● Fragmento de lectura
------------

Esta interpretación del tema "Sweet Lorraine" de Baker acompañó buena parte de la confección de lo que a continuación les comparto. Creo que representa un buen ejemplo (ojalá no muy rebuscado) de lo que quería comunicarme.
Aquí comienza un ejercicio de escritura que hace rato tenía en
mente y que nació a partir de esta singular epifa nía que suele rondar mi cabeza:
Te llevo agazapada en la piel, arraigada en lo hondo de mis
formas; a tal profundidad, que lo siento parte de mí; precisamente ahí, en ese
territorio en donde ya distinguirte o discriminarte es negarme o socavarme.
He intentado no entregarme, convencerme de que nada bueno saldrá
de esto, resistiendo (me) hasta los tuétanos. Y sin embargo, sé perfectamente
que te llevo en el capilar de mis membranas, enraizada en lo más sensible e
inexpugnable de mi intimidad.

------------

● Material de consulta
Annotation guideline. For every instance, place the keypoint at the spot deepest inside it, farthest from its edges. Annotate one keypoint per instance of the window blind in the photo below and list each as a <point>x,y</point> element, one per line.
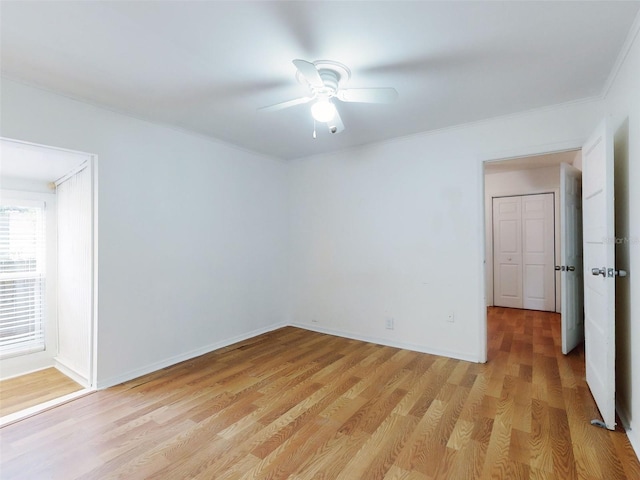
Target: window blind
<point>22,278</point>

------------

● Consigna 1
Según el fragmento de lectura, ¿qué acompañó buena parte de la confección del texto que se comparte?
● Consigna 2
En el fragmento de lectura, ¿por qué distinguir o discriminar a quien se lleva en la piel equivale a negarse o socavarse? Explícalo en una a tres oraciones.
● Consigna 3
Cita del fragmento de lectura el pasaje que va de "Esta interpretación del" a "negarme o socavarme.", ambos incluidos.

● Solución desarrollada 1
La interpretación del tema "Sweet Lorraine" de Baker.

● Solución desarrollada 2
Porque la lleva arraigada en lo hondo de sus formas, a tal profundidad que la siente parte de su propio ser. En ese territorio, separarla de sí sería negarse o socavarse.

● Solución desarrollada 3
Esta interpretación del tema "Sweet Lorraine" de Baker acompañó buena parte de la confección de lo que a continuación les comparto. Creo que representa un buen ejemplo (ojalá no muy rebuscado) de lo que quería comunicarme.
Aquí comienza un ejercicio de escritura que hace rato tenía en
mente y que nació a partir de esta singular epifa nía que suele rondar mi cabeza:
Te llevo agazapada en la piel, arraigada en lo hondo de mis
formas; a tal profundidad, que lo siento parte de mí; precisamente ahí, en ese
territorio en donde ya distinguirte o discriminarte es negarme o socavarme.